_EXERCISE_
Search the records for the string "instance". Copy each line where it occurs.

_RECORDS TO PROCESS_
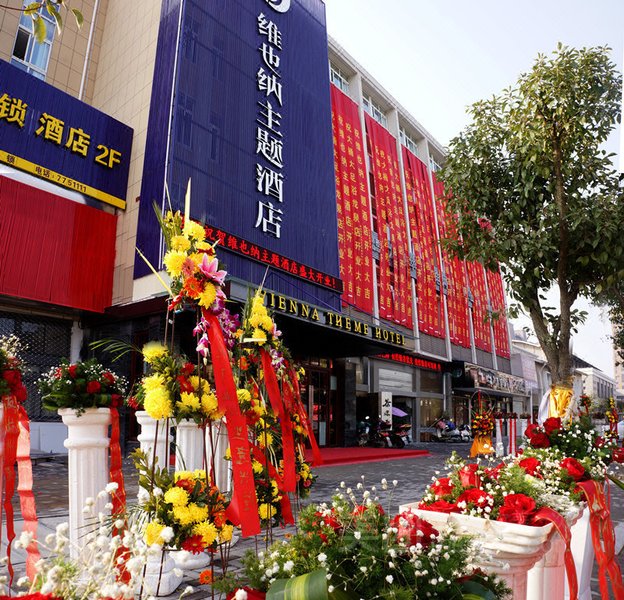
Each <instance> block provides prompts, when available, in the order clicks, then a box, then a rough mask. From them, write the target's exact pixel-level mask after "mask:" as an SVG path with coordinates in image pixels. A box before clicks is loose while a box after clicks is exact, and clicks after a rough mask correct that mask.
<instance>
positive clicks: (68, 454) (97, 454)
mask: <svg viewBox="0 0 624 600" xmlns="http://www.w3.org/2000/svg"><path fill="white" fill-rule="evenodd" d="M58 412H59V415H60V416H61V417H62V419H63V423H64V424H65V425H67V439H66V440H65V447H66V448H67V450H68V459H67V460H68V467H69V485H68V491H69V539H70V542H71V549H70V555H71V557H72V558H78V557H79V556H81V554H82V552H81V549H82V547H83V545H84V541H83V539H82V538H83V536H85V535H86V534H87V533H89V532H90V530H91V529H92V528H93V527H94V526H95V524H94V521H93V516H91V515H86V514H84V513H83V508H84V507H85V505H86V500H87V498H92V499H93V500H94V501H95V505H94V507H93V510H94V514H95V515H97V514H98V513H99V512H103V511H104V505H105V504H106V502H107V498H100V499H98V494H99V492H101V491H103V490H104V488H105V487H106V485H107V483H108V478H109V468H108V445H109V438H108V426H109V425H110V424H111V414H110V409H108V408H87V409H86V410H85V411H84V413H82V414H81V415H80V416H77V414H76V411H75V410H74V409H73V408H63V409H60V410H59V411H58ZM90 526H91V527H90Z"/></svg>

* * *

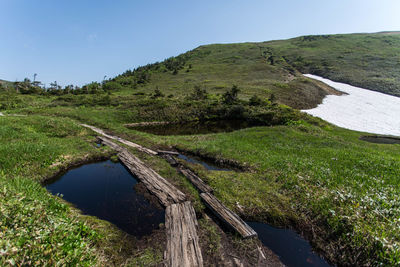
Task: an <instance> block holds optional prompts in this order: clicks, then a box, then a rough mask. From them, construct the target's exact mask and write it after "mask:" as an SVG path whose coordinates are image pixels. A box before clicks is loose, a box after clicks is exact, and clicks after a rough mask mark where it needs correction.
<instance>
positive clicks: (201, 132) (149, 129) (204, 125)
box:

_EXPECTED OUTPUT_
Each <instance> block provides prompts, when available, in the order clicks, then a box, then a rough mask. From them, write the target's exact pixel-level mask after "mask:" as an SVG path with coordinates in image pixels. A box before clicks is loose while a box after clicks is exact, and clicks after a rough mask correct that mask.
<instance>
Task: an <instance> block holds optional prompts in this order: clicks, then a box, then a rough mask. From them, construct the target's exact mask and write it after "mask:" as an SVG path whose coordinates are image pixels. A box before clicks is loose, a box after clicks is exact, and clicks after a rough mask mark where it needs correction.
<instance>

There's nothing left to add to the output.